Extract each of the entries below, reproducing every line word for word.

[ENTRIES SUPPLIED]
## Start

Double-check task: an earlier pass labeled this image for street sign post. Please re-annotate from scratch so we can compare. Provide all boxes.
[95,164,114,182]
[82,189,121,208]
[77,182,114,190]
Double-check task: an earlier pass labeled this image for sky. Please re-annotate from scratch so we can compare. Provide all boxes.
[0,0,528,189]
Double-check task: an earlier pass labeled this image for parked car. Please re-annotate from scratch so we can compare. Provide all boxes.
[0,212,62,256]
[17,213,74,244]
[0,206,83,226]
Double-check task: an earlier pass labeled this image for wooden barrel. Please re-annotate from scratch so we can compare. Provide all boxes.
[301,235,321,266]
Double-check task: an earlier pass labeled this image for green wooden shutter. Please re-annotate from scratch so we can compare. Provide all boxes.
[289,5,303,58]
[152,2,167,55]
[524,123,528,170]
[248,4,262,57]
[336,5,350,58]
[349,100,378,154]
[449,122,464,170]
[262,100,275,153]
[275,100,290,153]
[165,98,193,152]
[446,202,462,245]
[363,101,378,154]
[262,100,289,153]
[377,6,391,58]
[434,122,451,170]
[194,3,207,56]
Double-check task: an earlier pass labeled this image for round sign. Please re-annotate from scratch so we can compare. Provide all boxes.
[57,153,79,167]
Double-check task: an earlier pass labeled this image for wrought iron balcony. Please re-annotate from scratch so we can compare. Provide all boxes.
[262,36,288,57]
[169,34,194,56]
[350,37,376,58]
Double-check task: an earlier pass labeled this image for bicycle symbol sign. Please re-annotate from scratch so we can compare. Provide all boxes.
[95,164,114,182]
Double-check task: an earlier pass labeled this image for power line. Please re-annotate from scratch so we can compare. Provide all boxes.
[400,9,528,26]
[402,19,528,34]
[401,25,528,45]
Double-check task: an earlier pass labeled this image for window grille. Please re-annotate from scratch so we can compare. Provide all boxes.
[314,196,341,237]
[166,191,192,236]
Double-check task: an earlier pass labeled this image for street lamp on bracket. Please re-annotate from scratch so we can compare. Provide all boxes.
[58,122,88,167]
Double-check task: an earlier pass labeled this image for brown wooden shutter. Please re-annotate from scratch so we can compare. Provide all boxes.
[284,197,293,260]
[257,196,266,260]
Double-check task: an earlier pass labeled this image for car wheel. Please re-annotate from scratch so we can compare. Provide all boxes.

## End

[REPLY TO THE EXERCISE]
Double-check task: an earlier pass labeled this image for street sign post. Please re-annotate from scratch so we can compare. Provide all boxes.
[95,164,114,182]
[82,189,121,208]
[77,182,114,190]
Double-check task: an earlier pass labeled this image for sky. Please re-annotate from scratch so we can compare. Provide all boxes.
[0,0,528,189]
Double-check task: an earlier pass labeled this image for parked car. Please re-annotate from scratch so we can compare. Provide all boxes.
[0,212,62,256]
[17,213,74,244]
[0,206,83,226]
Double-check task: an earlier pass labeled this image for wooden barrel. Please re-annotate from scratch so we can compare. Provide all boxes.
[301,235,321,266]
Double-check task: an earlier pass labeled this image for green wooden shutter. Please re-annotate from scratch so we can compare. Provide all boxes.
[289,5,303,58]
[152,2,167,55]
[524,123,528,170]
[248,4,262,57]
[336,5,350,58]
[349,100,378,154]
[449,122,464,170]
[262,100,275,153]
[275,100,290,153]
[165,98,193,152]
[446,202,462,245]
[363,101,378,154]
[262,100,289,153]
[377,6,391,58]
[434,122,451,170]
[194,3,207,56]
Double-check task: an earlier pass labeled this image for round sign. Please re-annotate from scratch so we can compare. Provide all boxes.
[57,153,79,167]
Double-check task: an earlier pass labeled this image for wrought iron balcony. Please re-annotate from scratch so we can compare. Provide all boxes.
[262,36,288,57]
[169,34,194,56]
[350,37,376,58]
Double-check task: an earlier pass labeled this image for bicycle symbol sign. Please re-annotate from scratch so we can compare. Provide all boxes.
[95,164,114,182]
Double-check task: an earlier pass labeled this image for power line. Please re-annotate from scratch so we can compare. Provide all boxes.
[400,9,528,26]
[402,19,528,34]
[401,25,528,45]
Double-check task: an earlier pass labeled this image for window grille. Please re-annotate from scratch so we can compare. Provide all boxes.
[314,196,341,237]
[166,191,192,236]
Double-check task: an earlier pass labeled this image for street lamp on bracket. Please re-annotate from scratch so we can compare. Provide all boxes.
[58,122,88,167]
Double-check task: an earlier pass labeled this image for brown wooden shutter. Please re-annotate from scratch so we can compare. Provide all boxes.
[284,197,293,260]
[257,196,266,260]
Double-check task: an earlier pass labeled this image for car wheel. Please re-annotate from scratch so we can compare. Provide all boxes.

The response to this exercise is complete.